_Task objective_. Copy word for word the part of the binary search exercise below that opens with the words containing "The argument is" and closes with "is logarithmic time.".

** start of Text extract **

Exercise 2.3.5

Referring back to the searching problem (see Exercise 2.1-3), observe that if the sequence A is sorted, we can check the midpoint of the sequence against $\nu$ and eliminate half of the sequence from further consideration. The binary search algorithm repeats this procedure, halving the size of the remaining portion of the sequence each time. Write pseudocode, either iterative or recursive, for binary search. Argue that the worst-case running time of binary search is $\Theta(\lg{n})$.

Here's the presudocode:

BINARY-SEARCH(A, v):
  low = 1
  high = A.length

  while low <= high
      mid = (low + high) / 2
      if A[mid] == v
          return mid
      if A[mid] < v
          low = mid + 1
      else
          high = mid - 1

  return NIL

The argument is fairly straightforward and I will make it brief:

$$ T(n+1) = T(n/2) + c $$

This is the recurrence shown in the chapter text, and we know, that this is logarithmic time.

C code

// Indices in the C code are different
int binary_search(int A[], int length, int v) {
    int low  = 0;
    int high = length;

    int mid;
    while (low < high) {
        mid = (low + high) / 2;

        if (A[mid] == v)
            return mid;
        else if (A[mid] < v)
            low = mid + 1;
        else
            high = mid;
    }

    return -1;
}

** end of Text extract **
** start of Given records **

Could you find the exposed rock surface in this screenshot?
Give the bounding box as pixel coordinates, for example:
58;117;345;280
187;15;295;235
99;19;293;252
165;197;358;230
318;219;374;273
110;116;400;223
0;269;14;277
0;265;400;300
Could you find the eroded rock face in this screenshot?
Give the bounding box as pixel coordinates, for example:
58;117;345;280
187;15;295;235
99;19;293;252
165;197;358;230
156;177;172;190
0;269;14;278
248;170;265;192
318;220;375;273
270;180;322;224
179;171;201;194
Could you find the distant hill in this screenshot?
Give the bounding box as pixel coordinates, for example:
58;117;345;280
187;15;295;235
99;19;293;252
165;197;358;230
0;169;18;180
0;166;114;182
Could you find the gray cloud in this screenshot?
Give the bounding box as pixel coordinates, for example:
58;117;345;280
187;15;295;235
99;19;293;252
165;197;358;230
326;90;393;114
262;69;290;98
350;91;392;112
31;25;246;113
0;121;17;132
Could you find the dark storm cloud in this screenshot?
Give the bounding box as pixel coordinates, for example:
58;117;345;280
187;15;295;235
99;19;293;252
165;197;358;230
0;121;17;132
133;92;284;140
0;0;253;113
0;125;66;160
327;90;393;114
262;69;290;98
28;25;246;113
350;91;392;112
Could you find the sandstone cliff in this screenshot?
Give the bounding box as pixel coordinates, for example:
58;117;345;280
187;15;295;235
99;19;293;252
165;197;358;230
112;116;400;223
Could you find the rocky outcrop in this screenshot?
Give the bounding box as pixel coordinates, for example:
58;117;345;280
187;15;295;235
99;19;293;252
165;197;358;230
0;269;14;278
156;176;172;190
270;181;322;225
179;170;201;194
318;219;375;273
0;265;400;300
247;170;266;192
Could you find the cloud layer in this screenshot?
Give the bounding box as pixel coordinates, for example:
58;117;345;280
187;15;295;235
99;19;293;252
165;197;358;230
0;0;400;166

** end of Given records **

_Exercise answer_.
The argument is fairly straightforward and I will make it brief:

$$ T(n+1) = T(n/2) + c $$

This is the recurrence shown in the chapter text, and we know, that this is logarithmic time.